题解 | 连续签到领金币

# 大牛太神了！跟着大牛的思路写的
# 只有artical_id为0时, sign_in值才有效。
# 用户行为日志表，时间范围是2021-07-07 00:00:00 到 2021-10-31 23:59:59

# 第一步，提取有效登陆日期，去重
with t1 as(
      select distinct uid, 
             date(in_time) as dt,
             row_number() over(partition by uid order by date(in_time)) as rn
      from tb_user_log
      where date(in_time) between "2021-07-07" and "2021-10-31" 
            and artical_id = 0 and sign_in = 1
), 
# 如果日期是连续的，那么dt_tmp的值就相等，如果不连续，那么就不同，可以用dt_tmp来分组，分成连续的不同时段.再对每一个uid-dt_tmp的小组里面，分组。
# 第二步，使用连续的天数除以7取余数，如果余0就是7个金币，如果余3就是3个金币， 其他就是1个金币

t2 as(
    select *, 
       DATE_SUB(dt,interval rn day) as dt_tmp,
       case (row_number() over(partition by DATE_SUB(dt,interval rn day), uid order by dt))%7 
        when 0 then 7
        when 3 then 3
        else 1 end as coins            
from t1
)

# 计算每个用户，每月获得的金币数，按月份、ID升序排序。
# 第三步，用t2表，用户-月份分组，求总和

select uid,
       date_format(dt,"%Y%m") as month,
       sum(coins) as coin
from t2
group by uid, date_format(dt,"%Y%m")
order by date_format(dt,"%Y%m"),uid
^^^^^^^^
#### [任务要求 A]
请把这篇题解中以含有"# 大牛太神了！跟着大牛的思路写的"的文字开头、以"t_tmp的小组里面，分组。"结尾的那一段一字不差地照抄出来。
#### [任务要求 B]
请判断下面三个说法是否符合这篇题解，每项回答"是"或"否"，并原样引用题解中起决定作用的文字：(i) 只有artical_id为0时，sign_in的值才有效；(ii) 连续天数除以7余3时可得7个金币；(iii) 最终结果按用户ID降序排列。
这些条目与本题毫无关系。

#### [所给数据]
^^^^^^^^
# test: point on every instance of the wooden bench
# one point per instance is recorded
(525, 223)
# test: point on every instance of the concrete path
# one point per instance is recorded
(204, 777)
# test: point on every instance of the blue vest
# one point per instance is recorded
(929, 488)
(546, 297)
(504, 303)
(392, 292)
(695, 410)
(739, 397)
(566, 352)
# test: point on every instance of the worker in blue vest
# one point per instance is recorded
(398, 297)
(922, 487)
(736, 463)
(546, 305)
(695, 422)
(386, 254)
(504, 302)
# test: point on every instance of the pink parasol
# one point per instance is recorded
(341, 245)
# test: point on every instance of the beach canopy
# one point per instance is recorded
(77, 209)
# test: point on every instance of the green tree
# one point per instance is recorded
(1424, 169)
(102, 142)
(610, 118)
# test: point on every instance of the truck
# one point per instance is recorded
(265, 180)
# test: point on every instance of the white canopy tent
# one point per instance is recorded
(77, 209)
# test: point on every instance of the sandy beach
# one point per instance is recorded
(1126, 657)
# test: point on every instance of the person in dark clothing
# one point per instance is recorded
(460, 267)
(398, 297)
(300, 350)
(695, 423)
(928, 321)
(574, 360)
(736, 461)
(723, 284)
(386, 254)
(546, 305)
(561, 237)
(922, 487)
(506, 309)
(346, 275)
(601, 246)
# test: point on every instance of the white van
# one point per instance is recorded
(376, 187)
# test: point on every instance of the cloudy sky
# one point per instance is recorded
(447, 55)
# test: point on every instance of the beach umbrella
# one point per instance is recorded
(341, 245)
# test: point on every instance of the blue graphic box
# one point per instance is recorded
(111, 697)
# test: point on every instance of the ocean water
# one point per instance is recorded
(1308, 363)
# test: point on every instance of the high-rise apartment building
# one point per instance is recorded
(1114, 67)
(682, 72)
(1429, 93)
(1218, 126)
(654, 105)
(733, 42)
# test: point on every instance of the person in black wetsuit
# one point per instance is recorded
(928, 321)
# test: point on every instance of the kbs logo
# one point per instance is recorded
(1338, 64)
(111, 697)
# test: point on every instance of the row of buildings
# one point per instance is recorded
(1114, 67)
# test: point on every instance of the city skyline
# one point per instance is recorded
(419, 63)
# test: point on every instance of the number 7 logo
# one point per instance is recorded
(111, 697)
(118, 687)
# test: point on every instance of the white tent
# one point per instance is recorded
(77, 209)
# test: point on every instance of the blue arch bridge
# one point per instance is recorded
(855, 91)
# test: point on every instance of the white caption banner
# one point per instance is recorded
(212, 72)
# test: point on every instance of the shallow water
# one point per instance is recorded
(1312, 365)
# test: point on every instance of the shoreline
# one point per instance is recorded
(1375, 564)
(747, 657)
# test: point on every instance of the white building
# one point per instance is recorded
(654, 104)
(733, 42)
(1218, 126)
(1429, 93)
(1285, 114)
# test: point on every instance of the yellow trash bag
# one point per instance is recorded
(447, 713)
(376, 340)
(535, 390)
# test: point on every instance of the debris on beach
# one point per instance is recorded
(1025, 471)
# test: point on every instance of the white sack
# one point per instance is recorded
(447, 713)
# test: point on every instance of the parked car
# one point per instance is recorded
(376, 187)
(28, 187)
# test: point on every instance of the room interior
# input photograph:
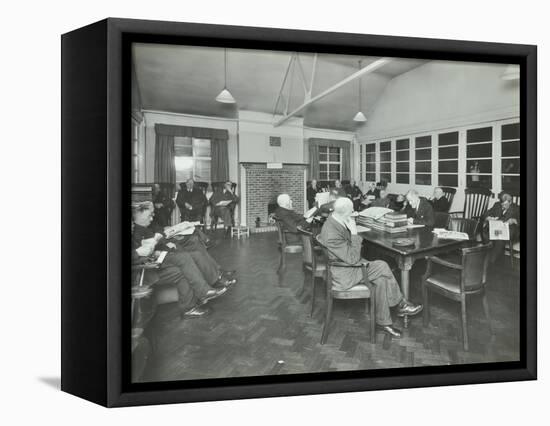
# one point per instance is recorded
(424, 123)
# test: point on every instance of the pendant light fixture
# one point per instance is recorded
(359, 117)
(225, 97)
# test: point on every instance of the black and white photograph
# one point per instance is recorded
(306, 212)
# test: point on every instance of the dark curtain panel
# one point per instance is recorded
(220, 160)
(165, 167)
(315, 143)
^^^^^^^^
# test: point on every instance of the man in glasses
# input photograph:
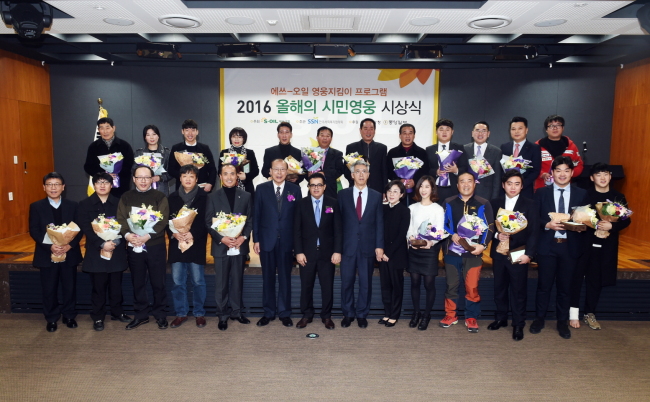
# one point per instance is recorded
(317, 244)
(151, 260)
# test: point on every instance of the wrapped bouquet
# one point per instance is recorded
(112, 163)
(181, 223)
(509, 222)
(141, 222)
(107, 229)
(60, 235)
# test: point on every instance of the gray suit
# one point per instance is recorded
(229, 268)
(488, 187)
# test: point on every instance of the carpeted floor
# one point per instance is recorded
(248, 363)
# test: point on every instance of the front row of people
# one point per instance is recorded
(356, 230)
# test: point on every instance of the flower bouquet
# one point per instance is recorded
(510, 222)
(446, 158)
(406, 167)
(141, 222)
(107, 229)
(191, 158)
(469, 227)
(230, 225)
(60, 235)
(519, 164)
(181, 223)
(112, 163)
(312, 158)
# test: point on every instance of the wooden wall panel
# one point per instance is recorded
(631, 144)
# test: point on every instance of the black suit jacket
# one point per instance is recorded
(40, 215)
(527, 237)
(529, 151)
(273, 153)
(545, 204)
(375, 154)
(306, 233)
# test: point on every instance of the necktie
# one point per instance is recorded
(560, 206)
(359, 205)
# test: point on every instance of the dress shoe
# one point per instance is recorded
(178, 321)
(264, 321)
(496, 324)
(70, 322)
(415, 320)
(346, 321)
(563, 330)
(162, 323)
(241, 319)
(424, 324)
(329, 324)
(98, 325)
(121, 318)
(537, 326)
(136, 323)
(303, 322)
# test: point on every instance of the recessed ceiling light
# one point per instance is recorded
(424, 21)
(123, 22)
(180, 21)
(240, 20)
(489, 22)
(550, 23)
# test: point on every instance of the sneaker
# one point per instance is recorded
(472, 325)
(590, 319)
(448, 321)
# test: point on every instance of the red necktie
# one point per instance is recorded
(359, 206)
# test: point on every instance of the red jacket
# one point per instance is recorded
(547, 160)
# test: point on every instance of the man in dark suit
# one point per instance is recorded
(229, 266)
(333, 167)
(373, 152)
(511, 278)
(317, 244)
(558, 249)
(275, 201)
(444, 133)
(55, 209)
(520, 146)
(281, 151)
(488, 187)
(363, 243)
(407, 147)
^^^^^^^^
#### [参考答案 A]
# 大牛太神了！跟着大牛的思路写的
# 只有artical_id为0时, sign_in值才有效。
# 用户行为日志表，时间范围是2021-07-07 00:00:00 到 2021-10-31 23:59:59

# 第一步，提取有效登陆日期，去重
with t1 as(
      select distinct uid, 
             date(in_time) as dt,
             row_number() over(partition by uid order by date(in_time)) as rn
      from tb_user_log
      where date(in_time) between "2021-07-07" and "2021-10-31" 
            and artical_id = 0 and sign_in = 1
), 
# 如果日期是连续的，那么dt_tmp的值就相等，如果不连续，那么就不同，可以用dt_tmp来分组，分成连续的不同时段.再对每一个uid-dt_tmp的小组里面，分组。

#### [参考答案 B]
(i) 是：“只有artical_id为0时, sign_in值才有效。”
(ii) 否：“如果余3就是3个金币”
(iii) 否：“按月份、ID升序排序”